Write down exactly the lines from the one with "Query: bare tree" to the end of the data, first and last included, and no others.

Material supplied:
'''

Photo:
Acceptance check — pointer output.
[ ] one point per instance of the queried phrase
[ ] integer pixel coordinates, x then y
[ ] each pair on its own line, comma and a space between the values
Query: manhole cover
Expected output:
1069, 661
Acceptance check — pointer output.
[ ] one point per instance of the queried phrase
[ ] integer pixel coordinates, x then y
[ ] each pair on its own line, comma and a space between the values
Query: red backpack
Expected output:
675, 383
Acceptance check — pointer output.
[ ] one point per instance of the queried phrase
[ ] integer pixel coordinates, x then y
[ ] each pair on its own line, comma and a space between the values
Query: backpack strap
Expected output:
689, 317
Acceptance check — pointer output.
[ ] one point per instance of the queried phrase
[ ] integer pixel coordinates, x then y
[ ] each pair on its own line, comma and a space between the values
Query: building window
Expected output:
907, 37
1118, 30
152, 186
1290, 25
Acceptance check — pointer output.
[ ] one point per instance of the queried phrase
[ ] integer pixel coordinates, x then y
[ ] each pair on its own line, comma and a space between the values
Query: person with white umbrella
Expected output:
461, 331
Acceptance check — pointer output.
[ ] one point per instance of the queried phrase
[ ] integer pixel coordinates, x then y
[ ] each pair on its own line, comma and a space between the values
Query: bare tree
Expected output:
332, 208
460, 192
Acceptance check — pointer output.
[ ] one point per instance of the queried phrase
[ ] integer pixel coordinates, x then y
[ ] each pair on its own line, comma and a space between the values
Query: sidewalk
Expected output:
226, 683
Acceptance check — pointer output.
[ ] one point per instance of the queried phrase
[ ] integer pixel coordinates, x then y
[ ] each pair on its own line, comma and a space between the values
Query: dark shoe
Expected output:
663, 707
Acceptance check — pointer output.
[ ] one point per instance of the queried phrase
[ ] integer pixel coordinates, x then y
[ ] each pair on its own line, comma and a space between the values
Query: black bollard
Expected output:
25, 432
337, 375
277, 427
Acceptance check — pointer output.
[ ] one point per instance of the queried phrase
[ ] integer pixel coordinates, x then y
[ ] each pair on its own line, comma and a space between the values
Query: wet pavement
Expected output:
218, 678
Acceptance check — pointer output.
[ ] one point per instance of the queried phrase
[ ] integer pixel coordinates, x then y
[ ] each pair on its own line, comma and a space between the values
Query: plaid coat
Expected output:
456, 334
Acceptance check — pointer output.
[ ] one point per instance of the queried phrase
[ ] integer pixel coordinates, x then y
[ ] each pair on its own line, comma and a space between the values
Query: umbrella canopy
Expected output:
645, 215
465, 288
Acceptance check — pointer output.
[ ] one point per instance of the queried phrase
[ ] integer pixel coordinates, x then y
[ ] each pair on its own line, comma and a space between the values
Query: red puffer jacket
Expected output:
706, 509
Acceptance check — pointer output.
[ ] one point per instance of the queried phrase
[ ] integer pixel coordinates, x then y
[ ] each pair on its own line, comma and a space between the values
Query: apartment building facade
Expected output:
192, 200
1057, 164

'''

Result of this task:
Query: bare tree
Expected output:
332, 208
460, 192
Acceptance check — pointer output.
[ ] one point per instance of the queried phrase
[ ] integer pixel coordinates, x then y
[ ] each pair on its own line, comma and a space between the values
Query: sidewalk
Expected output:
226, 683
Acceptance check — pointer output.
[ ] one point per instance of the queried phrase
[ ] integer pixel coordinates, x then y
[ ] each pair on its own line, comma and a space between the values
Query: dark shoe
Expected output:
663, 707
Acceptance check — pointer output.
[ ] one point per instance of the queried phrase
[ ] integer pixel coordinates, x then y
[ ] each pair on its own line, comma and a space between the values
Query: black bollard
Expected output:
25, 432
337, 375
277, 427
Acceptance check — pointer output.
[ ] one point per instance of the queried phrase
[ ] integer pixel coordinates, x then y
[ ] each pair on its own line, comma and a space between the values
Query: wet pavement
Expected output:
218, 678
Acceptance check — pointer output.
[ ] one point per instance of the queried phrase
[ ] integer pixel coordinates, x then y
[ ] each pair on its own line, comma and a space between the values
Query: plaid coat
Expected output:
456, 334
Acceptance check — pointer output.
[ ] one point per instance of the queried phrase
[ ] integer pixel coordinates, x then y
[ ] each pair on its own line, comma and a space between the values
Query: umbrella canopy
Expected output:
645, 215
465, 288
Acceptance check — pointer output.
[ ] one point per instance of the queried phrase
[ ] integer pixel coordinates, x then y
[ ] each pair on its own line, comma and a space between the values
Query: red puffer jacket
Expected output:
706, 509
Acceptance check — pointer output.
[ ] one point per instance of the queried phrase
[ ] integer pixel coordinates, x then y
[ ] each pair on its own line, comma and a space between the values
Query: apartment building facade
Expected output:
192, 200
1057, 164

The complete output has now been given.